* begin RECORD EXCERPTS *
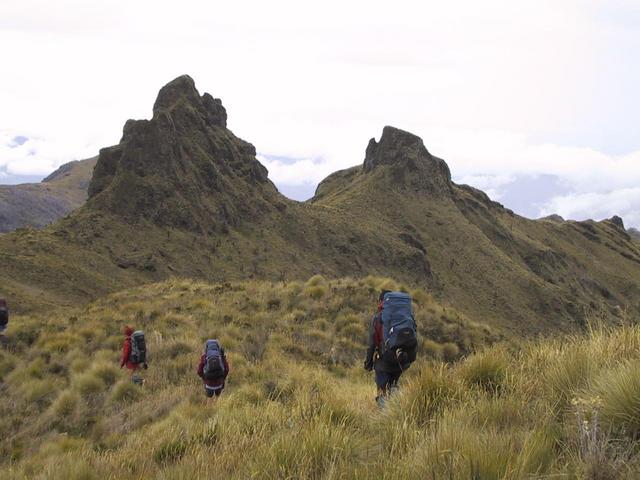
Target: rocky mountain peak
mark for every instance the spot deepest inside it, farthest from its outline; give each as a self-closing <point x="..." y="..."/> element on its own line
<point x="406" y="154"/>
<point x="181" y="94"/>
<point x="183" y="168"/>
<point x="617" y="221"/>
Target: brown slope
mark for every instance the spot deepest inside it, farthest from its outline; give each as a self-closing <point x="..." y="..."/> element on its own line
<point x="39" y="204"/>
<point x="493" y="264"/>
<point x="182" y="196"/>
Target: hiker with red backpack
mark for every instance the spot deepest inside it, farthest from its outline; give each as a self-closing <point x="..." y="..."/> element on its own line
<point x="134" y="353"/>
<point x="213" y="369"/>
<point x="392" y="341"/>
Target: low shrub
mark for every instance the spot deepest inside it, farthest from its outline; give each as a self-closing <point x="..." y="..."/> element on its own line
<point x="486" y="370"/>
<point x="89" y="383"/>
<point x="125" y="391"/>
<point x="65" y="404"/>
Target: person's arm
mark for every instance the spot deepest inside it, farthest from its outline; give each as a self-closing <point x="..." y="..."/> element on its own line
<point x="126" y="351"/>
<point x="201" y="367"/>
<point x="368" y="361"/>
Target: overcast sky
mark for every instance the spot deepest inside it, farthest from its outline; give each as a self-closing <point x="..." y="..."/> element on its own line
<point x="535" y="102"/>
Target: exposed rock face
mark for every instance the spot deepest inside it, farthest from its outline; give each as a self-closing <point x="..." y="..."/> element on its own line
<point x="183" y="168"/>
<point x="411" y="162"/>
<point x="553" y="218"/>
<point x="617" y="221"/>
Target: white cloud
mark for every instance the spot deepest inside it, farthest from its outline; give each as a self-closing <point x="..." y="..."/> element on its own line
<point x="37" y="156"/>
<point x="582" y="206"/>
<point x="500" y="89"/>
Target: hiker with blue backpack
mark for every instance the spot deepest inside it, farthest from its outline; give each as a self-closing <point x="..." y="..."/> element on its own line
<point x="392" y="341"/>
<point x="134" y="353"/>
<point x="213" y="369"/>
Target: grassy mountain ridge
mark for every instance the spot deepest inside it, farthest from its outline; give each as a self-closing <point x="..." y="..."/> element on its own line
<point x="182" y="196"/>
<point x="39" y="204"/>
<point x="263" y="325"/>
<point x="297" y="397"/>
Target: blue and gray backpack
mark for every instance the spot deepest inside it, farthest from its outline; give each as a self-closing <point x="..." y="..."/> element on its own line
<point x="399" y="333"/>
<point x="213" y="365"/>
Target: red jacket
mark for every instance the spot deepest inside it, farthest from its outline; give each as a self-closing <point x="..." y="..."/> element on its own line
<point x="126" y="351"/>
<point x="216" y="382"/>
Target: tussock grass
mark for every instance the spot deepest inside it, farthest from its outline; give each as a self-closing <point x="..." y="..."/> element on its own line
<point x="298" y="403"/>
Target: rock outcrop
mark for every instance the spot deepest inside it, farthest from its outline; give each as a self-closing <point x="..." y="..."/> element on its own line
<point x="183" y="168"/>
<point x="411" y="163"/>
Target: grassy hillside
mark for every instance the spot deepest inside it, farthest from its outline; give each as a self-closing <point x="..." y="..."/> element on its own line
<point x="64" y="397"/>
<point x="298" y="402"/>
<point x="39" y="204"/>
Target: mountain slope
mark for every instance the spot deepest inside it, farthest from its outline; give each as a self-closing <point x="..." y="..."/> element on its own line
<point x="39" y="204"/>
<point x="297" y="397"/>
<point x="182" y="196"/>
<point x="487" y="260"/>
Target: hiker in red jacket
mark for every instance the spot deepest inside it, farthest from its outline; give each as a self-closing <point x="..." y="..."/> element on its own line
<point x="213" y="369"/>
<point x="126" y="359"/>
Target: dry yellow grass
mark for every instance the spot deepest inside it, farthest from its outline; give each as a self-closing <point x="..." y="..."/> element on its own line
<point x="298" y="404"/>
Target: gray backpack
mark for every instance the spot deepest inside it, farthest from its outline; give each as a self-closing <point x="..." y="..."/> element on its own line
<point x="213" y="364"/>
<point x="138" y="348"/>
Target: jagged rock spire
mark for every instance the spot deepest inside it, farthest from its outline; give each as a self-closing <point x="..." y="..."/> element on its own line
<point x="414" y="165"/>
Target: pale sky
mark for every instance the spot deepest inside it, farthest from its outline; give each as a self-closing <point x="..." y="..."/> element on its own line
<point x="535" y="102"/>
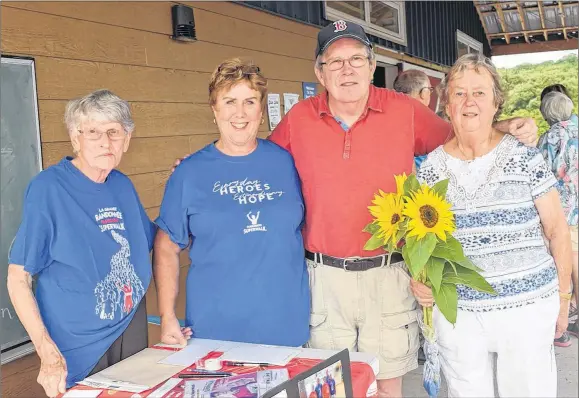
* end RECORD EXCERPTS *
SHORT EXERCISE:
Pull out every line in the records above that contains the word "jacket" and list those lines.

WRITTEN SOLUTION:
Target: red jacket
Target: hiker in red jacket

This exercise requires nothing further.